**STATED PROBLEM:** According to the passage on auto sales, about how much of September's data had come in when these early results were reported?

**PROVIDED PASSAGE:**

Auto sales are running substantially above estimates according to Econoday. Apparently, economists did not see the restocking needed for many hundreds of thousands of autos ruined by hurricanes Harvey and Irma.
Highlights
With about 2/3 of September’s data in, unit vehicle sales are running substantially above August in what is a significant early indication of strength for the September retail sales report. August was an unusually weak month for auto sales and was held down in part by Hurricane Harvey’s late month landfall in Texas. The early results today point to a rebound in Houston area sales, specifically perhaps replacement sales for damaged vehicles, and they also point at limited effect from Hurricane Irma’s September landfall in Florida. Final totals for September unit sales will be posted at day’s end.

**DATASET ROWS:**
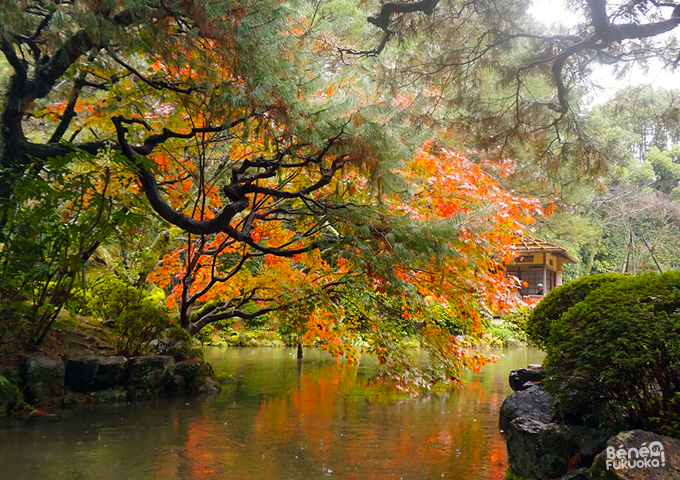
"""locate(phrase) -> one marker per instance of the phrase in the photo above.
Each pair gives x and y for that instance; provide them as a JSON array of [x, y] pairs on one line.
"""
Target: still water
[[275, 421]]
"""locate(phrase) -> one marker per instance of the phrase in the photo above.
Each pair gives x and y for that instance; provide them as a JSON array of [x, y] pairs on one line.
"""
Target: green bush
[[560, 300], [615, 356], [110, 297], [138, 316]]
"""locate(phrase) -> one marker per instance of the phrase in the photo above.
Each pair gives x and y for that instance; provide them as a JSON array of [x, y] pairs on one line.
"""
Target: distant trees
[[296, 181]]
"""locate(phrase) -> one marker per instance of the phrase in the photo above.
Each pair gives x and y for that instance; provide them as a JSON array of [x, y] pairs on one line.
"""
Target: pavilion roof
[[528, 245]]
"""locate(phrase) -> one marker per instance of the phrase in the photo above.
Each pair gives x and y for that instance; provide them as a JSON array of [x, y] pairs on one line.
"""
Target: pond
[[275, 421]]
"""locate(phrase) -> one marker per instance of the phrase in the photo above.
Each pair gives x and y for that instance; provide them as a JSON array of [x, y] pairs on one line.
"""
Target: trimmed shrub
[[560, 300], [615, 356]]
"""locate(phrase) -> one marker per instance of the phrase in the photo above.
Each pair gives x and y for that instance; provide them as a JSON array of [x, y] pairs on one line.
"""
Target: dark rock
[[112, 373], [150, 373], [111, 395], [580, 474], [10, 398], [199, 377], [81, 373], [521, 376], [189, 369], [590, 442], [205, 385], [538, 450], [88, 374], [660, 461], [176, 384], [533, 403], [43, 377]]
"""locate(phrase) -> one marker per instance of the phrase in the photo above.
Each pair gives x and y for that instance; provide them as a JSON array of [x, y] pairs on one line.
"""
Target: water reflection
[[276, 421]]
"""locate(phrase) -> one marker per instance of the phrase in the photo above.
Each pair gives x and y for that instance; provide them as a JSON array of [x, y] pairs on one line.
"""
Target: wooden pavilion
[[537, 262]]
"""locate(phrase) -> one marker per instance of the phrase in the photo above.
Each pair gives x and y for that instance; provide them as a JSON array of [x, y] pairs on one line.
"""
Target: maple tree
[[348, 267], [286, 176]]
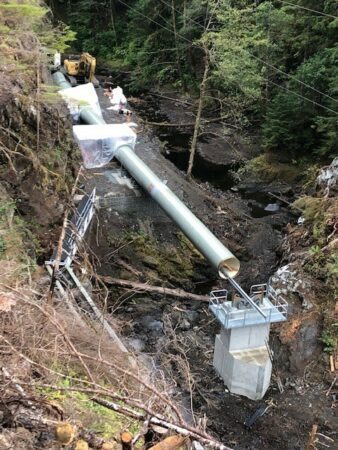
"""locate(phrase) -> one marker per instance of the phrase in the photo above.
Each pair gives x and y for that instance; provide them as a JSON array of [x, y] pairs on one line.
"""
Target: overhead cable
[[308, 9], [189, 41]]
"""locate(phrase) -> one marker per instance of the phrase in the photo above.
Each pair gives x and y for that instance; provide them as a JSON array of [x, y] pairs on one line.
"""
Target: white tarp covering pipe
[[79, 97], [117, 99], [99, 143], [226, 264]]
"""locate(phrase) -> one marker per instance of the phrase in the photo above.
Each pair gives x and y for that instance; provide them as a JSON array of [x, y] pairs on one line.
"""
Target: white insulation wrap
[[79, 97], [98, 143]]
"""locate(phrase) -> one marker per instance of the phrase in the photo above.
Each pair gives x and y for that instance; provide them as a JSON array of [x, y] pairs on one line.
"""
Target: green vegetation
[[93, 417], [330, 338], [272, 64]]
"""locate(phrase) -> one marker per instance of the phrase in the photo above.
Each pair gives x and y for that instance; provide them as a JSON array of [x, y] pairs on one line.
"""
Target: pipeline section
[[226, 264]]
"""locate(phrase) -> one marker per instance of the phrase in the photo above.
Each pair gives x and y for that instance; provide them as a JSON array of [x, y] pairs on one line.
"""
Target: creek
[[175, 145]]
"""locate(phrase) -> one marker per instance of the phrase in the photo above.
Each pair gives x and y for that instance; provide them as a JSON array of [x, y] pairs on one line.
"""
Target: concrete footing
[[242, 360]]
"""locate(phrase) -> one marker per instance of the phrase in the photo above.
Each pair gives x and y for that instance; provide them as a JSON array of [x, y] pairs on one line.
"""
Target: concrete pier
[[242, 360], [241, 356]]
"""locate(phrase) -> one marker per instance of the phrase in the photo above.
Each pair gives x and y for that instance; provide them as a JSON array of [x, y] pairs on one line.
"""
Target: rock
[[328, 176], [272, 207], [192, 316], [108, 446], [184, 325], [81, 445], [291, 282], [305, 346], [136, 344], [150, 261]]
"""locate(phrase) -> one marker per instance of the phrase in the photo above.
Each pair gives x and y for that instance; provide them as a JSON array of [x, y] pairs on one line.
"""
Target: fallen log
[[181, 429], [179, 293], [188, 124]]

**ANSWER TO THIS TASK:** About two-thirds of September's data.